Makanan Surgawi



Gereja mengajarkan bahwa Ekaristi adalah sumber dan puncak dari kehidupan Kristiani. Sungguhkah kita sudah memahami pernyataan yang hakiki ini dan, karenanya, mengimani dengan sungguh-sungguh pula? Nyatanya sebagian dari kita masih sering permisif menomor-duakan perayaan Ekaristi, terlebih tatkala ada suatu ketidakleluasaan. Sebut saja misalnya absen dari misa karena ada acara lain, kebiasaan datang telat karena alasan parkir, ataukah kabur sebelum berkat.

Ungkapan tentang Ekaristi dengan pas merangkum secara utuh seluruh aspek kehidupan rohani kita. Ialah “sumber” dari mana rahmat pengudusan Allah mengalir sehingga kehidupan Kristiani dalam arti sesungguhnya bisa berlangsung. Tanpa Ekaristi tampaknya kita itu hidup tapi sebetulnya kita itu mati (Yoh 6:53). Tak ubahnya dengan sosok seorang zombie. Ialah “puncak”, seperti halnya puncak Everest -tempat tertinggi di bumi- idaman setiap pendaki gunung sejati, yang seyogyanya menjadi arah dan tujuan dari seluruh tindakan atau kehidupan seorang Kristiani. Tanpa Ekaristi, kehidupan yang kita tempuh niscaya belum utuh, belum mencapai kepenuhannya.

Daftar Tugas |
1. Menurut teks tentang Ekaristi, apa yang diajarkan Gereja mengenai Ekaristi?
2. Ringkaslah teks tentang Ekaristi dalam dua kalimat.

Baris Data |
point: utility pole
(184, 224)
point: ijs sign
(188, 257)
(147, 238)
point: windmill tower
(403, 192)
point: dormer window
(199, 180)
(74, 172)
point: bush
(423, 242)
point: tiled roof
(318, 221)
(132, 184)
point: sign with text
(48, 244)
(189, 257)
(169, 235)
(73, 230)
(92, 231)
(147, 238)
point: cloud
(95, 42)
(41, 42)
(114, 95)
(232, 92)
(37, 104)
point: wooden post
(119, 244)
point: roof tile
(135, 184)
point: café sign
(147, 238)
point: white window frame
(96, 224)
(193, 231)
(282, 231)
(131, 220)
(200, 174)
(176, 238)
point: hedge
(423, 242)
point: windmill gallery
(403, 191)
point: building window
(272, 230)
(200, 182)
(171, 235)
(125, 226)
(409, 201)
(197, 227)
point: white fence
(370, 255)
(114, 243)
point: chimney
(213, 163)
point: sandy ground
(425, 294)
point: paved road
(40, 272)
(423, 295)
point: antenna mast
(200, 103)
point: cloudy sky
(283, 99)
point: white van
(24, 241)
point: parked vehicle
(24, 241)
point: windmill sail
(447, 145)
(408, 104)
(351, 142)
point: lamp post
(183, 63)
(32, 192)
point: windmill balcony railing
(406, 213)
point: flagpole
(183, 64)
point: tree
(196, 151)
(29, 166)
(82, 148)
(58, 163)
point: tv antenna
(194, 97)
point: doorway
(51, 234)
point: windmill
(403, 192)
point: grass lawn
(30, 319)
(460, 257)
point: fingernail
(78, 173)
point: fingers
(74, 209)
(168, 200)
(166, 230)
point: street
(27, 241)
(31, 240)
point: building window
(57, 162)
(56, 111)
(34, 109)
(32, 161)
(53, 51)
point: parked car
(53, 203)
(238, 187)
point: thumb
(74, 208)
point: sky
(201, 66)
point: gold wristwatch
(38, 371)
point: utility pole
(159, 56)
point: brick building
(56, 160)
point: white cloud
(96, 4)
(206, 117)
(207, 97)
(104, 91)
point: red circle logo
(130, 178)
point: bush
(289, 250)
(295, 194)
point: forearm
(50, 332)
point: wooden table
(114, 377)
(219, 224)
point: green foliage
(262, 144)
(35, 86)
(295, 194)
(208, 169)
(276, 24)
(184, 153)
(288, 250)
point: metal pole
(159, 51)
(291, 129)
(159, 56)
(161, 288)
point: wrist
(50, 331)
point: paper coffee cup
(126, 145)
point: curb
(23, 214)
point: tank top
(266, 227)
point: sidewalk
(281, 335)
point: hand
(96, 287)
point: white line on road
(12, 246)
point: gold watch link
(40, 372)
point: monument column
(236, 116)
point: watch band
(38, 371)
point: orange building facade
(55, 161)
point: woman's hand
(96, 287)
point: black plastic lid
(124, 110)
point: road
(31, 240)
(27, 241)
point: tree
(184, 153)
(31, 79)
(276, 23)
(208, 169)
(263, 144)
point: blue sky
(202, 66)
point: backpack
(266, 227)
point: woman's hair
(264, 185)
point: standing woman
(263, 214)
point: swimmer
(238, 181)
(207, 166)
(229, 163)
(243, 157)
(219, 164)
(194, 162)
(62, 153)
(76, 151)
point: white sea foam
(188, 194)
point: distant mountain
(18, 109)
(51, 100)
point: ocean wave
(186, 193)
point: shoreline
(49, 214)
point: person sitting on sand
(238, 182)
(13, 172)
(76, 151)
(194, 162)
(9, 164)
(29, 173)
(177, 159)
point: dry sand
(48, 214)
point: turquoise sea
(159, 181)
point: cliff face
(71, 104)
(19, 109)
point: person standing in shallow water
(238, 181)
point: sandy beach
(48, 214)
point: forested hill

Jawaban Berurutan |
1. Ekaristi adalah sumber dan puncak dari kehidupan Kristiani.

2. Gereja mengajarkan bahwa Ekaristi adalah sumber dan puncak kehidupan Kristiani, tetapi sebagian dari kita masih sering menomorduakan perayaan Ekaristi, misalnya dengan absen dari misa, datang telat, atau pergi sebelum berkat. Sebagai sumber, Ekaristi mengalirkan rahmat pengudusan Allah, dan sebagai puncak, Ekaristi seyogyanya menjadi arah dan tujuan seluruh kehidupan Kristiani, sehingga tanpa Ekaristi kehidupan kita belum utuh.